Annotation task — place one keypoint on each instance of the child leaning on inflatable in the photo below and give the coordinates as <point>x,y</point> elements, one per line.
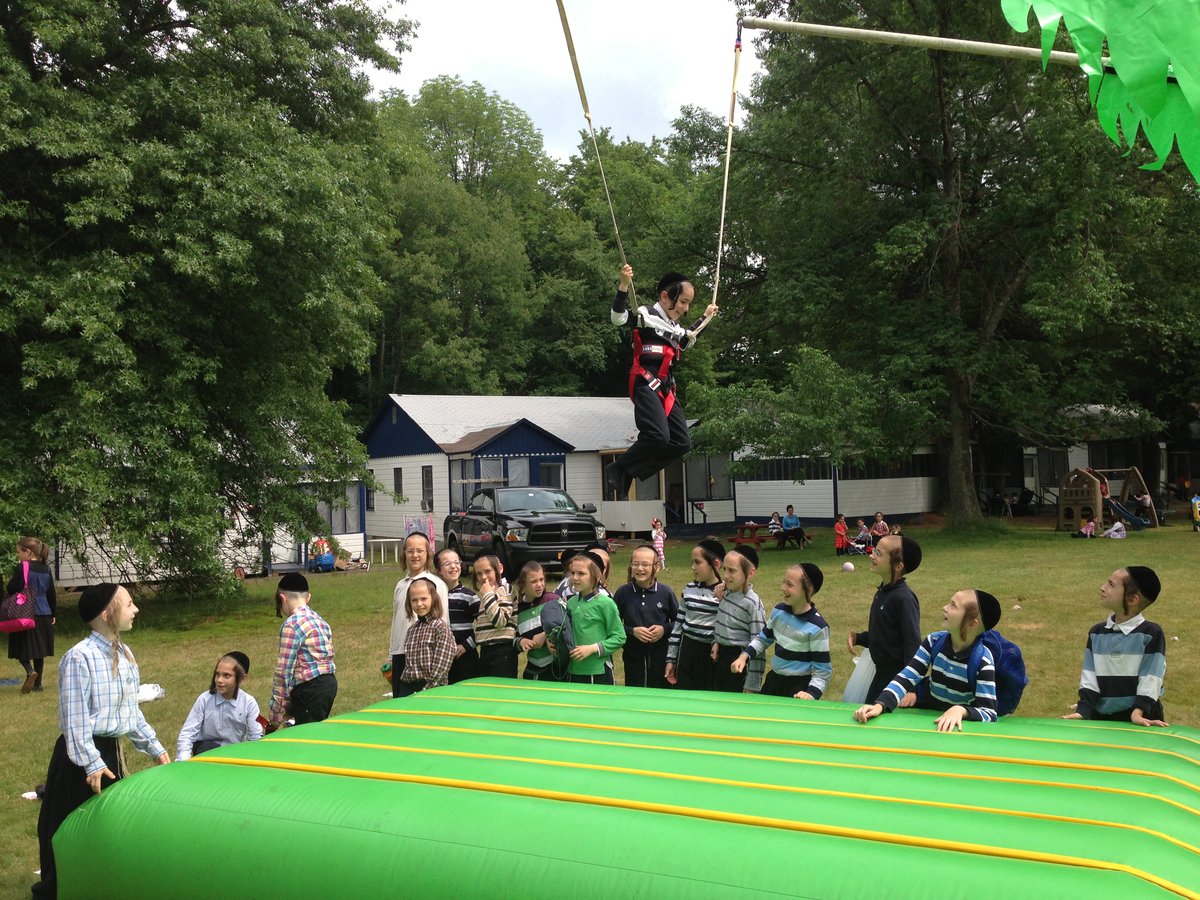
<point>953,670</point>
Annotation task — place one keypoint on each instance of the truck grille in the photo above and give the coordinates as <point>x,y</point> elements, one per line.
<point>576,533</point>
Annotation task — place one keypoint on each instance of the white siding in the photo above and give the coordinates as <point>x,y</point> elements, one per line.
<point>857,498</point>
<point>759,499</point>
<point>581,479</point>
<point>387,520</point>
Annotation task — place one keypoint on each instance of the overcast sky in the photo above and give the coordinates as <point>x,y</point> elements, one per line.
<point>641,60</point>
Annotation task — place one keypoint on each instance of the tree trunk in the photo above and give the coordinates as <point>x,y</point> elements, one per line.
<point>961,503</point>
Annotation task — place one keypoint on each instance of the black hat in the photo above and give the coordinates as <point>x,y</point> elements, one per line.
<point>293,583</point>
<point>1145,581</point>
<point>749,552</point>
<point>95,599</point>
<point>815,576</point>
<point>989,609</point>
<point>910,553</point>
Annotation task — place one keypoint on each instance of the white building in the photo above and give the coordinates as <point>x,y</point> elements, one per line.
<point>432,451</point>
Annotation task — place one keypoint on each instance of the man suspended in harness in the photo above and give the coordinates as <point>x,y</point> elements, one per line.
<point>658,341</point>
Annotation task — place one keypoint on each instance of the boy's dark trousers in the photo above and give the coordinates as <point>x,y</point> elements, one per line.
<point>66,790</point>
<point>646,663</point>
<point>695,666</point>
<point>725,679</point>
<point>312,701</point>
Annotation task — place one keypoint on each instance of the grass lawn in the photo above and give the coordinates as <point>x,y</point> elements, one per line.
<point>1054,580</point>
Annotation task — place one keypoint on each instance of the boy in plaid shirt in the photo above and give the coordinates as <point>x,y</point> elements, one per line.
<point>304,682</point>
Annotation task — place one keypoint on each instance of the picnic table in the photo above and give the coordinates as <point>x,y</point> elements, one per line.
<point>748,533</point>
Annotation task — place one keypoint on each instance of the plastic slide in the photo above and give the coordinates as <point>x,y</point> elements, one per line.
<point>1135,522</point>
<point>498,787</point>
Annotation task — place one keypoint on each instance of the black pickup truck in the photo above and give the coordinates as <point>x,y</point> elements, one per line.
<point>522,523</point>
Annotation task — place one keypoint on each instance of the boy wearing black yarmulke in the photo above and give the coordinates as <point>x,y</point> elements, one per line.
<point>1125,659</point>
<point>305,682</point>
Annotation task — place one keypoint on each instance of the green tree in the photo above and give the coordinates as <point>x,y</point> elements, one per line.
<point>181,265</point>
<point>953,233</point>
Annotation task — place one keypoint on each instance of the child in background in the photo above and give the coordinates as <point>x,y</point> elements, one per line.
<point>463,607</point>
<point>30,648</point>
<point>429,645</point>
<point>223,714</point>
<point>690,664</point>
<point>840,541</point>
<point>1125,659</point>
<point>741,617</point>
<point>648,611</point>
<point>893,630</point>
<point>863,539</point>
<point>531,594</point>
<point>775,526</point>
<point>595,623</point>
<point>659,533</point>
<point>801,666</point>
<point>943,660</point>
<point>495,631</point>
<point>880,529</point>
<point>417,562</point>
<point>1087,531</point>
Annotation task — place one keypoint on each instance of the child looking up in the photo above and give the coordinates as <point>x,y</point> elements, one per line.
<point>659,535</point>
<point>595,622</point>
<point>648,611</point>
<point>223,714</point>
<point>463,607</point>
<point>33,576</point>
<point>894,625</point>
<point>690,664</point>
<point>495,631</point>
<point>739,618</point>
<point>99,683</point>
<point>531,595</point>
<point>417,562</point>
<point>1125,659</point>
<point>942,667</point>
<point>801,666</point>
<point>840,541</point>
<point>429,645</point>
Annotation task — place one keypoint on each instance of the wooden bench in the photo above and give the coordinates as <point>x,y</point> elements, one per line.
<point>749,534</point>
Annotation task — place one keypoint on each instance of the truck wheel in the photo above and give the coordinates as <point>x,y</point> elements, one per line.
<point>501,552</point>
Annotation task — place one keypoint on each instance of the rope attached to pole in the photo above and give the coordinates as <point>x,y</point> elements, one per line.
<point>587,114</point>
<point>725,185</point>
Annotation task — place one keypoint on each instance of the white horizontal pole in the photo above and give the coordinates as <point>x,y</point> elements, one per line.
<point>928,42</point>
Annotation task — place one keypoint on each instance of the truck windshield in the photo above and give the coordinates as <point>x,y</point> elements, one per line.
<point>534,501</point>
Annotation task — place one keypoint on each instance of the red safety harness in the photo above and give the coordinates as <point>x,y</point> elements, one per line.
<point>660,382</point>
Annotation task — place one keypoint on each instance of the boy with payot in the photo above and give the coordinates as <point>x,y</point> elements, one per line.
<point>1125,659</point>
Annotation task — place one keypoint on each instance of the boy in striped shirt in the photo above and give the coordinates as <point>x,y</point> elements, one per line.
<point>945,661</point>
<point>801,666</point>
<point>1125,659</point>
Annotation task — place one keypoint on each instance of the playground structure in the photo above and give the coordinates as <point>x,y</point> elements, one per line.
<point>1085,492</point>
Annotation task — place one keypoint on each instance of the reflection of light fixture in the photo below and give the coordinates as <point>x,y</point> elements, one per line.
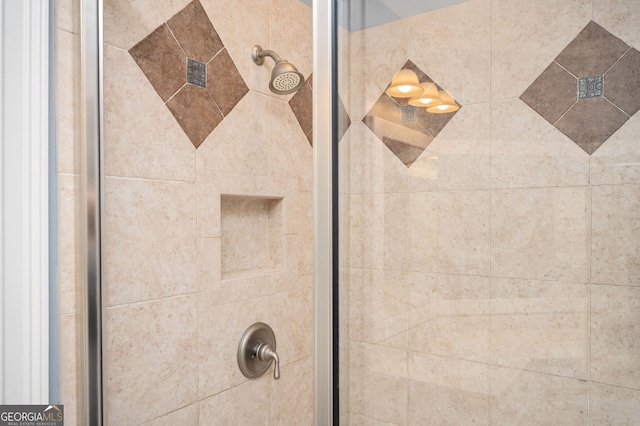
<point>404,85</point>
<point>428,98</point>
<point>448,104</point>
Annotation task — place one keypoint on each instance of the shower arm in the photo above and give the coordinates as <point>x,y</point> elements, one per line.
<point>259,54</point>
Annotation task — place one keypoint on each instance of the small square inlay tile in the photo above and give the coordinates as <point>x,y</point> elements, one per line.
<point>590,87</point>
<point>195,33</point>
<point>623,82</point>
<point>196,73</point>
<point>405,129</point>
<point>407,114</point>
<point>199,88</point>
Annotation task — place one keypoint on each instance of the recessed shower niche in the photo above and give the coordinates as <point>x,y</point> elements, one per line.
<point>252,235</point>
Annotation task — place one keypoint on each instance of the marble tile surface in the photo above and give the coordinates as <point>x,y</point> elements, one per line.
<point>449,232</point>
<point>139,221</point>
<point>152,359</point>
<point>614,235</point>
<point>615,337</point>
<point>517,395</point>
<point>540,233</point>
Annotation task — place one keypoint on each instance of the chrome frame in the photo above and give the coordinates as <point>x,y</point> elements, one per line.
<point>323,40</point>
<point>91,91</point>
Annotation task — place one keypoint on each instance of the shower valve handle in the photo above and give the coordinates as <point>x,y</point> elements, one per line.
<point>265,353</point>
<point>257,350</point>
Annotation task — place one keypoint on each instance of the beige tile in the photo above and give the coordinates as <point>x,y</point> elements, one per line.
<point>540,326</point>
<point>70,365</point>
<point>526,151</point>
<point>447,391</point>
<point>220,329</point>
<point>540,233</point>
<point>240,26</point>
<point>523,44</point>
<point>449,232</point>
<point>617,161</point>
<point>450,45</point>
<point>246,404</point>
<point>150,240</point>
<point>379,314</point>
<point>210,186</point>
<point>67,154</point>
<point>66,12</point>
<point>127,22</point>
<point>614,235</point>
<point>378,382</point>
<point>361,142</point>
<point>292,20</point>
<point>183,416</point>
<point>151,359</point>
<point>240,144</point>
<point>292,395</point>
<point>291,316</point>
<point>620,17</point>
<point>252,236</point>
<point>464,144</point>
<point>141,136</point>
<point>449,315</point>
<point>388,173</point>
<point>290,153</point>
<point>68,252</point>
<point>609,405</point>
<point>615,336</point>
<point>522,397</point>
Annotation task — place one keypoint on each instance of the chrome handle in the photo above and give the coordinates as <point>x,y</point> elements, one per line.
<point>266,354</point>
<point>256,351</point>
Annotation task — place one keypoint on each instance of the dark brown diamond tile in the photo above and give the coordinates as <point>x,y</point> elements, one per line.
<point>433,123</point>
<point>344,121</point>
<point>163,62</point>
<point>590,122</point>
<point>196,112</point>
<point>622,83</point>
<point>405,152</point>
<point>195,33</point>
<point>406,130</point>
<point>592,52</point>
<point>552,93</point>
<point>224,82</point>
<point>302,106</point>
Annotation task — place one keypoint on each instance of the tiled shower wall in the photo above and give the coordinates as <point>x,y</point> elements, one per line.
<point>496,280</point>
<point>174,312</point>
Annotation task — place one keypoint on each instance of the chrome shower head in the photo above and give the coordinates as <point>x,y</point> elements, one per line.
<point>285,78</point>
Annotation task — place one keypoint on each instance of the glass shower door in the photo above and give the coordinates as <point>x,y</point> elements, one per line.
<point>488,256</point>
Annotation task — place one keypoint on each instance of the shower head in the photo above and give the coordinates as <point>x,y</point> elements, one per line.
<point>285,78</point>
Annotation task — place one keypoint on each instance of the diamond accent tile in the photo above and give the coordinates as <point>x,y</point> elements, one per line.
<point>406,130</point>
<point>590,87</point>
<point>552,93</point>
<point>195,33</point>
<point>302,107</point>
<point>592,52</point>
<point>196,73</point>
<point>188,66</point>
<point>588,116</point>
<point>591,122</point>
<point>623,82</point>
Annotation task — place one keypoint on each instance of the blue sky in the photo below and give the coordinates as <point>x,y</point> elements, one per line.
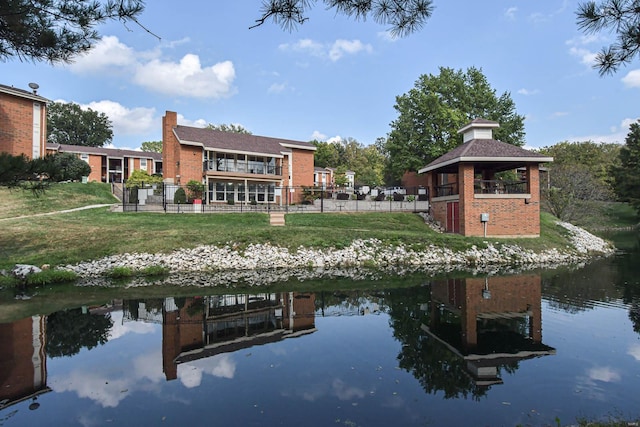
<point>334,77</point>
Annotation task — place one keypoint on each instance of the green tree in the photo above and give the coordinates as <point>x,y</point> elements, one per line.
<point>67,123</point>
<point>327,154</point>
<point>65,167</point>
<point>228,128</point>
<point>138,178</point>
<point>152,146</point>
<point>572,190</point>
<point>404,16</point>
<point>57,30</point>
<point>620,17</point>
<point>597,159</point>
<point>627,174</point>
<point>430,115</point>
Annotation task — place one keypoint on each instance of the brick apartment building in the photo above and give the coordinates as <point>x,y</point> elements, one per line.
<point>23,122</point>
<point>235,167</point>
<point>468,198</point>
<point>111,164</point>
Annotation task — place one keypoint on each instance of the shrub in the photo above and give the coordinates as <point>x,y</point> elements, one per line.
<point>139,178</point>
<point>195,189</point>
<point>180,196</point>
<point>154,270</point>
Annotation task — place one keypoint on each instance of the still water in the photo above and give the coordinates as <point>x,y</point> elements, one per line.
<point>537,348</point>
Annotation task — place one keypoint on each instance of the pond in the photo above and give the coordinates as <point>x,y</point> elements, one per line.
<point>536,348</point>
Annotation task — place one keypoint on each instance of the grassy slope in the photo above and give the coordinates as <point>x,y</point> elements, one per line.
<point>58,197</point>
<point>93,234</point>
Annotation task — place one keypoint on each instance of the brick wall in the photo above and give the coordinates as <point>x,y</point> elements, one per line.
<point>170,146</point>
<point>16,126</point>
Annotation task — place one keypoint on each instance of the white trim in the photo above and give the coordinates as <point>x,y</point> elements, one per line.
<point>246,153</point>
<point>487,159</point>
<point>286,145</point>
<point>503,196</point>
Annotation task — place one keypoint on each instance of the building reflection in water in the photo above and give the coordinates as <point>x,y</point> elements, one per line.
<point>491,322</point>
<point>200,327</point>
<point>23,368</point>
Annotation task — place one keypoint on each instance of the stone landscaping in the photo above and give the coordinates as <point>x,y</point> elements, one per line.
<point>266,263</point>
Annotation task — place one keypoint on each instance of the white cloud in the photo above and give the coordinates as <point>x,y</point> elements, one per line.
<point>186,78</point>
<point>617,134</point>
<point>634,351</point>
<point>317,135</point>
<point>510,13</point>
<point>604,374</point>
<point>527,92</point>
<point>198,123</point>
<point>108,55</point>
<point>578,48</point>
<point>126,121</point>
<point>333,52</point>
<point>351,47</point>
<point>388,36</point>
<point>632,79</point>
<point>277,88</point>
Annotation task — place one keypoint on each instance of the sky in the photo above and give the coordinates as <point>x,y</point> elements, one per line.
<point>334,77</point>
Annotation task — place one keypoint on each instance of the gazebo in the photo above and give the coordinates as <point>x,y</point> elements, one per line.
<point>467,196</point>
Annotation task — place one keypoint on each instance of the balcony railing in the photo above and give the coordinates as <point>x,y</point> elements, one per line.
<point>495,186</point>
<point>213,166</point>
<point>450,189</point>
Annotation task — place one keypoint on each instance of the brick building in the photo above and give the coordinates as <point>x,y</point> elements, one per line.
<point>111,164</point>
<point>234,166</point>
<point>467,196</point>
<point>23,122</point>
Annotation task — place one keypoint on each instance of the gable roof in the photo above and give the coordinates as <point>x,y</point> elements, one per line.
<point>21,93</point>
<point>237,142</point>
<point>102,151</point>
<point>486,150</point>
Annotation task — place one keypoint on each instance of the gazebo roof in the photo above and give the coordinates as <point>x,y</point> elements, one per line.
<point>492,153</point>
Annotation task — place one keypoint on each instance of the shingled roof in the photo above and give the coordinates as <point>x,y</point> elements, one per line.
<point>102,151</point>
<point>10,90</point>
<point>486,150</point>
<point>237,142</point>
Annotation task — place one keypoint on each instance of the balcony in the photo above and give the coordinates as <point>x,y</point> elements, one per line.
<point>496,186</point>
<point>242,169</point>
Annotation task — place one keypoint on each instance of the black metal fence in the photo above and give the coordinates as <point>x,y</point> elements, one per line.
<point>171,198</point>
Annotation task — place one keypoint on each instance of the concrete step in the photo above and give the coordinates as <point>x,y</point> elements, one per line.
<point>276,218</point>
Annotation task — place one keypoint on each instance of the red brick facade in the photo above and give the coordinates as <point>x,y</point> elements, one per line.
<point>235,167</point>
<point>23,122</point>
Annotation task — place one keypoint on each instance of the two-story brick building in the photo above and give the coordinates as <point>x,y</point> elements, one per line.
<point>23,122</point>
<point>111,164</point>
<point>236,167</point>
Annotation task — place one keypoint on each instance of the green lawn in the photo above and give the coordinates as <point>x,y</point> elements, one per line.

= Aim of the task =
Starting with the first line of the data above and going on through the line with "<point>953,670</point>", swap "child" for "kid" and give those lines again with nothing else changed. Leave the pictures out.

= Result of this exercise =
Annotation task — place one keypoint on each instance of the kid leaning on inflatable in the photo below and give the coordinates as <point>x,y</point> elements, one per line.
<point>953,670</point>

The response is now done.